▶ **Listed entries**
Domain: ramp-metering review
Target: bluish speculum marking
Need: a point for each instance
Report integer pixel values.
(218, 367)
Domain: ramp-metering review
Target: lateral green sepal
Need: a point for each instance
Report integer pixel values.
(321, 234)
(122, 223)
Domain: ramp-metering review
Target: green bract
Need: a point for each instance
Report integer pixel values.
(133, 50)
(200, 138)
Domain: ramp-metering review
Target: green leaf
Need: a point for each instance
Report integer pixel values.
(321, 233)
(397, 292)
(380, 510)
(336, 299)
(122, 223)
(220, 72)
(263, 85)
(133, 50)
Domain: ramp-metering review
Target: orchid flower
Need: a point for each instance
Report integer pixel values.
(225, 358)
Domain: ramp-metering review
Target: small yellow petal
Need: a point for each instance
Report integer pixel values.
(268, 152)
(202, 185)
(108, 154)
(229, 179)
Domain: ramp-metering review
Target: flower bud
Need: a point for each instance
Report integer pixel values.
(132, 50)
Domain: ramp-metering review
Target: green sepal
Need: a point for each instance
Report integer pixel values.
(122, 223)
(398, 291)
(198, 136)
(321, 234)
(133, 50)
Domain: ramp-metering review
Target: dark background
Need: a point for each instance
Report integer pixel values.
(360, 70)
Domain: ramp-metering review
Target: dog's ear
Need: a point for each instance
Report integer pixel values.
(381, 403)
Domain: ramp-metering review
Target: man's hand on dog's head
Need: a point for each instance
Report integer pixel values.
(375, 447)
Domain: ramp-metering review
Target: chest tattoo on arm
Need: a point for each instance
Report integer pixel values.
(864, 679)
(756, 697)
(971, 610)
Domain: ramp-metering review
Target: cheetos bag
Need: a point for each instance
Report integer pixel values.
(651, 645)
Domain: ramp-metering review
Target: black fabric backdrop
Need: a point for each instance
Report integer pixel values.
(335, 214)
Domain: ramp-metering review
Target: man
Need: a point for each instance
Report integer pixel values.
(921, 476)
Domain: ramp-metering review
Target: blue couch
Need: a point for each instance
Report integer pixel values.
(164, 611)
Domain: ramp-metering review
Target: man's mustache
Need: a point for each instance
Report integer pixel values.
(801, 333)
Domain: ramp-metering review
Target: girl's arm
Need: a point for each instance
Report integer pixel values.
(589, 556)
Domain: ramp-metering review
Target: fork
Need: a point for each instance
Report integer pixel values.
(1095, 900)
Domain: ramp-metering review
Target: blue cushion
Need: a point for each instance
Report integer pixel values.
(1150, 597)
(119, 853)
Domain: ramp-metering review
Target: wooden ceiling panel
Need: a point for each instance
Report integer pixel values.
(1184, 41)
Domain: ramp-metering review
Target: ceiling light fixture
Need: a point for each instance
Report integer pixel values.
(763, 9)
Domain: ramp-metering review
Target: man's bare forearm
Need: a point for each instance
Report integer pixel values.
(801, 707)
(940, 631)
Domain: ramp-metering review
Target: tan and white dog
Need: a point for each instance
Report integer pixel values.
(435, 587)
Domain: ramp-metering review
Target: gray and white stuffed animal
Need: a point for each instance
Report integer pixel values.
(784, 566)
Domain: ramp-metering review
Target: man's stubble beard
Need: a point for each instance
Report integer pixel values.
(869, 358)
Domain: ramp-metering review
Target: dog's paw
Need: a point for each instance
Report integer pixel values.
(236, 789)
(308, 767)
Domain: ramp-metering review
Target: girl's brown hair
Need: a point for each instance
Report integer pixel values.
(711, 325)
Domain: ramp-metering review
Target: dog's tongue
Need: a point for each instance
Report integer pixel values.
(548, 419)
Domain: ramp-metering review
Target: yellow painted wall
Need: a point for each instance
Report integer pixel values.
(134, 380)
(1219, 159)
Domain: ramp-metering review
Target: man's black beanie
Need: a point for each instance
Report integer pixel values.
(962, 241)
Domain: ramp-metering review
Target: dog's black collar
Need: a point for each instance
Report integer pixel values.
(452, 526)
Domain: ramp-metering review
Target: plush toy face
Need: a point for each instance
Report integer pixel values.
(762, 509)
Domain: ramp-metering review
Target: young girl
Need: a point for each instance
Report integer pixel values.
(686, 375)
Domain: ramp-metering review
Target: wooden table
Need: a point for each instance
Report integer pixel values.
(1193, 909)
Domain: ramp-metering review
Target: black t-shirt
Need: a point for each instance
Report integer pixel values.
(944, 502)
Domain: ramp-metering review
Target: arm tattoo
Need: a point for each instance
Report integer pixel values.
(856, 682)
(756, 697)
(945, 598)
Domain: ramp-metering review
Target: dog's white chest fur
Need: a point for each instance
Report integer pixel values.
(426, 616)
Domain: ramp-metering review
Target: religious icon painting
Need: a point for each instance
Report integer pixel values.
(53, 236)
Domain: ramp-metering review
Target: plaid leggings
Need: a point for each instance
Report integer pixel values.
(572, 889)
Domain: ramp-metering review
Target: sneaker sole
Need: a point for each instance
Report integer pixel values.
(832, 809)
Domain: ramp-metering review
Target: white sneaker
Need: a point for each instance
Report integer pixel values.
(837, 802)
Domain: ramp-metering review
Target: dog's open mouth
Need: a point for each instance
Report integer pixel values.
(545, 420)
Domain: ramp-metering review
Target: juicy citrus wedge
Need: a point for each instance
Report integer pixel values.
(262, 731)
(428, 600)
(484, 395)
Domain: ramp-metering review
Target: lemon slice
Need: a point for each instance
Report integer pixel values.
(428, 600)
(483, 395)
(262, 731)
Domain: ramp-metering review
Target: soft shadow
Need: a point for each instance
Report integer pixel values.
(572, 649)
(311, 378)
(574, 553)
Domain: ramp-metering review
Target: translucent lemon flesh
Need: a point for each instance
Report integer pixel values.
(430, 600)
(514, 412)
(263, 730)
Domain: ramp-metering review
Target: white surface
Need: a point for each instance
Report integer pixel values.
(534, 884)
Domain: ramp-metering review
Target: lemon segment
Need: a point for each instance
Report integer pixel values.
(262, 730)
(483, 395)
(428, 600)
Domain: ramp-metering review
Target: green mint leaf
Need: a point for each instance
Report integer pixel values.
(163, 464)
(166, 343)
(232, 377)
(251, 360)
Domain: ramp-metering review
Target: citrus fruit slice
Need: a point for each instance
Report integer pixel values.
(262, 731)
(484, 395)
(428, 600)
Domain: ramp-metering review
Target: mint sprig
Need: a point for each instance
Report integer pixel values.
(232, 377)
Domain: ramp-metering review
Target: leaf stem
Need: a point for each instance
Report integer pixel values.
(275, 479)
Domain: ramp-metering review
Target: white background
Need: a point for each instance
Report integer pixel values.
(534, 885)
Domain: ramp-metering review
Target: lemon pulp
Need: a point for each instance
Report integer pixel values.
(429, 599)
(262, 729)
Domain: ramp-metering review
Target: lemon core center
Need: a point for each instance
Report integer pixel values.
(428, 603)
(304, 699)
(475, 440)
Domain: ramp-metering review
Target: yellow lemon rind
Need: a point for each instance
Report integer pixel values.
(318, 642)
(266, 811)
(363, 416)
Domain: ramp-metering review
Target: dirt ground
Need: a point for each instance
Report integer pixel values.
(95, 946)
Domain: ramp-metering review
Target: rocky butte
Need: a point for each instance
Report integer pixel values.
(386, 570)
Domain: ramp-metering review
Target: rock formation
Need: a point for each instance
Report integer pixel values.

▶ **Task to complete**
Every line of the material must be returned exactly as it appears.

▶ **Result for this task**
Domain: ramp-metering review
Target: bluish speculum marking
Need: a point for each instance
Report integer pixel values.
(218, 367)
Domain: ramp-metering review
Target: lateral green sepal
Need: a point for each instance
Report integer pixel values.
(321, 234)
(122, 223)
Domain: ramp-metering review
Target: green bract
Need: a point for each instance
Report integer pixel values.
(133, 50)
(200, 138)
Domain: ramp-metering review
Target: green leaf
Need: a point for each instance
Report integer pixel values.
(321, 233)
(397, 292)
(380, 510)
(336, 299)
(122, 223)
(220, 72)
(263, 85)
(133, 50)
Domain: ramp-metering review
Target: orchid flower
Need: a point for each instance
Report integer pixel values.
(225, 358)
Domain: ramp-metering review
Target: small yellow petal
Need: a point for each instance
Report integer pixel values.
(268, 152)
(202, 185)
(108, 154)
(229, 179)
Domain: ramp-metering review
Target: flower bud
Need: a point for each instance
Report integer pixel values.
(132, 50)
Domain: ramp-metering review
Target: green sepal
Need: a point for each instance
Report integer pixel values.
(122, 223)
(398, 291)
(198, 136)
(321, 234)
(133, 50)
Domain: ramp-metering review
Target: dark background
Need: a point for each instance
Report integer pixel values.
(360, 70)
Domain: ramp-metering review
Target: dog's ear
Need: a point for each instance
Report integer pixel values.
(381, 403)
Domain: ramp-metering review
Target: man's hand on dog's head
Need: a point for each instance
Report integer pixel values.
(375, 447)
Domain: ramp-metering review
Target: chest tattoo on arm
Need: a point for each instance
Report integer pixel values.
(864, 679)
(756, 697)
(971, 610)
Domain: ramp-metering review
Target: cheetos bag
Need: a point for each instance
Report integer pixel values.
(651, 645)
Domain: ramp-metering review
Target: black fabric backdrop
Need: a point for each instance
Report integer pixel values.
(335, 214)
Domain: ramp-metering review
Target: man
Need: a point for each instance
Report integer pixel values.
(921, 476)
Domain: ramp-metering review
Target: blue couch
Need: a point for each instance
Report integer pixel values.
(164, 611)
Domain: ramp-metering review
Target: man's mustache
Need: a point for each instance
Report integer pixel values.
(801, 333)
Domain: ramp-metering review
Target: girl's arm
Need: a point for each instance
Report integer pixel values.
(589, 556)
Domain: ramp-metering review
Target: fork
Need: a point for each instance
Report integer pixel values.
(1095, 900)
Domain: ramp-metering review
Target: blue cushion
Need: a point for each instance
Report integer pixel values.
(1150, 597)
(119, 853)
Domain: ramp-metering review
Target: wooden ceiling panel
Need: a point for each instance
Report integer pixel values.
(1184, 41)
Domain: ramp-metering review
Target: ceiling light fixture
Need: a point for each instance
Report integer pixel values.
(763, 9)
Domain: ramp-metering review
Target: man's bare forearm
Need: a point for each instance
Report integer pixel values.
(801, 707)
(940, 631)
Domain: ramp-metering review
Target: tan and white dog
Need: a point for each instance
Report integer pixel values.
(435, 587)
Domain: ramp-metering review
Target: gray and white stuffed animal
Need: a point for each instance
Report integer pixel values.
(784, 566)
Domain: ramp-metering review
Target: man's stubble beard
Need: a point for each instance
Report integer pixel values.
(869, 358)
Domain: ramp-metering review
Target: dog's paw
Need: a point for each instance
Report integer pixel values.
(236, 789)
(308, 767)
Domain: ramp-metering review
Target: girl's brown hair
Need: a point for each instance
Report integer pixel values.
(711, 325)
Domain: ramp-metering review
Target: dog's tongue
Need: a point for each instance
Report integer pixel values.
(548, 419)
Domain: ramp-metering review
Target: yellow painted wall
Need: a point for each instance
Report integer pixel values.
(134, 380)
(1219, 159)
Domain: ramp-metering review
Target: man's black beanie
Need: a point for each instance
Report integer pixel values.
(962, 241)
Domain: ramp-metering review
Target: dog's black collar
Need: a point for each instance
Report integer pixel values.
(452, 526)
Domain: ramp-metering review
Target: plush toy face
Need: a point for each instance
Report integer pixel values.
(762, 509)
Domain: ramp-metering review
Target: young girl
Need: a point for each instance
Report integer pixel values.
(686, 375)
Domain: ramp-metering review
Target: wooden table
Need: a point for each instance
Report integer pixel values.
(1193, 909)
Domain: ramp-metering review
Target: black t-shirt
Need: a point for each instance
Report integer pixel values.
(944, 502)
Domain: ramp-metering review
Target: arm tattoo
Need: a point for each instance
Report integer pixel values.
(856, 682)
(756, 697)
(945, 598)
Domain: ramp-metering review
Target: dog's white chest fur
Need: a point for each instance
Report integer pixel values.
(426, 616)
Domain: ramp-metering review
Target: religious icon painting
Need: a point for each instance
Report integer pixel values.
(53, 236)
Domain: ramp-metering review
Target: plaid leggings
Need: a point for each instance
Report integer pixel values.
(572, 889)
Domain: ramp-metering review
Target: sneaker sole
Need: a point for each instance
Report integer pixel values.
(832, 809)
Domain: ramp-metering review
Target: white sneaker
Need: a point for each instance
Report integer pixel values.
(837, 802)
Domain: ramp-metering review
Target: dog's open mouth
Need: a point for each instance
Report integer pixel values.
(545, 420)
Domain: ramp-metering review
Target: juicy citrus wedge
Need: a point for each instance
Report integer pixel values.
(262, 731)
(428, 600)
(484, 395)
Domain: ramp-metering review
Target: lemon slice
Need: a point for each instance
Report integer pixel values.
(428, 600)
(483, 395)
(262, 731)
Domain: ramp-metering review
Target: soft shadow
Need: a point for each instance
Report integer pixel values.
(572, 649)
(311, 378)
(574, 553)
Domain: ramp-metering review
Target: translucent lemon flesh
Need: a point for each instance
Report integer pixel values.
(430, 600)
(514, 412)
(263, 730)
Domain: ramp-metering review
Target: white surface
Need: a point for each instance
Report integer pixel values.
(534, 884)
Domain: ramp-metering review
Target: lemon segment
Need: a point for each instance
Report integer pixel values.
(262, 730)
(483, 395)
(428, 600)
Domain: ramp-metering review
Target: green mint leaf
Need: a point for each instance
Report integer pixel values.
(163, 464)
(166, 343)
(232, 377)
(251, 360)
Domain: ramp-metering review
Target: citrus fruit slice
Need: a point for each instance
Report integer pixel values.
(262, 731)
(484, 395)
(428, 600)
Domain: ramp-metering review
Target: mint sprig
Need: a point for each instance
Report integer pixel values.
(232, 377)
Domain: ramp-metering review
Target: leaf stem
Need: a point for each instance
Report integer pixel values.
(275, 479)
Domain: ramp-metering review
Target: white background
Need: a point for each instance
Report integer pixel values.
(534, 885)
Domain: ramp-metering review
Target: lemon pulp
Need: a point for each instance
Report integer pixel values.
(429, 599)
(262, 729)
Domain: ramp-metering review
Target: lemon core center
Need: a point for each instance
Report integer pixel values.
(428, 603)
(304, 699)
(475, 440)
Domain: ramp-metering review
Target: yellow lemon rind
Need: a point for each instance
Report integer pixel values.
(318, 642)
(266, 811)
(363, 416)
Domain: ramp-metering review
Target: dirt ground
Need: a point for each instance
Report integer pixel values.
(95, 946)
Domain: ramp-metering review
Target: rocky butte
Need: a point for each instance
Report integer pixel values.
(386, 570)
Domain: ramp-metering review
Target: rock formation
Need: a point for each instance
Report integer pixel values.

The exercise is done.